Entries for pointing to named objects:
'''

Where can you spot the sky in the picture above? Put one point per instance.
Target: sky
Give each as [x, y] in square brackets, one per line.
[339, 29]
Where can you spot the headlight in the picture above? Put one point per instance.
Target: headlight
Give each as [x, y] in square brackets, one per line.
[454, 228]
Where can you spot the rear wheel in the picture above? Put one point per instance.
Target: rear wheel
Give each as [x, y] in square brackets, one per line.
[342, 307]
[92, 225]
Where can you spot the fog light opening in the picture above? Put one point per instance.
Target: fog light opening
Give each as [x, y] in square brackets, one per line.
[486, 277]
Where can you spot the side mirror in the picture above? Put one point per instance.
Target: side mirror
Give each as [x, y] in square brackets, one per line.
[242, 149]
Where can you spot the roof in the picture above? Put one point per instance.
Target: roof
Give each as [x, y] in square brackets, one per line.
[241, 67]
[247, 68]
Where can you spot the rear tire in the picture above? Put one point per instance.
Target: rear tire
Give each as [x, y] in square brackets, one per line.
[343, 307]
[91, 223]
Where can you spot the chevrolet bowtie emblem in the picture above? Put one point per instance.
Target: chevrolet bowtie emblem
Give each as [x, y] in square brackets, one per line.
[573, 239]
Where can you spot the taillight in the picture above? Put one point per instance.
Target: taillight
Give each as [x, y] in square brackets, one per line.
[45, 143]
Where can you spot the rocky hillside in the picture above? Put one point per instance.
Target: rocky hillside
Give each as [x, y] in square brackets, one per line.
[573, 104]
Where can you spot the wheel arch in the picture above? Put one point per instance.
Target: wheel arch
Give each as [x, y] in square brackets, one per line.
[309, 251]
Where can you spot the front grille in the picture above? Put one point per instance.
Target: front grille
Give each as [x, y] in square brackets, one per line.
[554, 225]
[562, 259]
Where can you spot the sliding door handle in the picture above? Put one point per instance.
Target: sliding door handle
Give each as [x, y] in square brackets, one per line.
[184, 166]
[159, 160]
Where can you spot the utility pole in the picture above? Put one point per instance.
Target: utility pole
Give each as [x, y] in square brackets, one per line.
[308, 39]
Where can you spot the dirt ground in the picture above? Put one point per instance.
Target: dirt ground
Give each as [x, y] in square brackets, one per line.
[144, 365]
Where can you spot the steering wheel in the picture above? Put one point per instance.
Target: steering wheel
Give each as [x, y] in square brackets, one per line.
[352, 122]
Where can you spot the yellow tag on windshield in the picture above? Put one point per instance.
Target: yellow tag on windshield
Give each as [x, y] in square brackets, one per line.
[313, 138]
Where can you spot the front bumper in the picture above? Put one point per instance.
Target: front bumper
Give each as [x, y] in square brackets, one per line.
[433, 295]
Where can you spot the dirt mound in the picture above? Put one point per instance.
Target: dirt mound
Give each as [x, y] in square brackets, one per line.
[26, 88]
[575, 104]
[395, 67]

'''

* _AIM_
Output the lines from the one containing "Where can you spot the dirt ground" through the end of the entries above as a Markdown table with the columns Row and Line, numbering each row and omitting blank lines.

* _REPLY TO THE TASK_
| Row | Line |
|---|---|
| 1 | Where can you spot the dirt ground in the picture above? Put one point per instance. |
| 2 | Target: dirt ground |
| 3 | Give each as [x, y] in square brackets, one per line. |
| 4 | [144, 365] |
| 5 | Where can you spot the steering wheel in the picture above? Put one point per instance. |
| 6 | Target: steering wheel |
| 7 | Give each as [x, y] in square brackets, one per line. |
| 8 | [352, 122] |
| 9 | Where can you spot the yellow tag on windshield in the picture above? Put one point per instance. |
| 10 | Target: yellow tag on windshield |
| 11 | Give each as [x, y] in square brackets, one per line. |
| 12 | [313, 138] |
| 13 | Where can you spot the front bumper in the picture above? Put one point per instance. |
| 14 | Target: front bumper |
| 15 | Give each as [x, y] in square brackets, one per line. |
| 16 | [433, 295] |
| 17 | Where can you spot the dirt mound in the picture above? Put one point per instance. |
| 18 | Target: dirt mound |
| 19 | Give each as [x, y] in square brackets, one per line. |
| 20 | [26, 88] |
| 21 | [575, 104] |
| 22 | [395, 67] |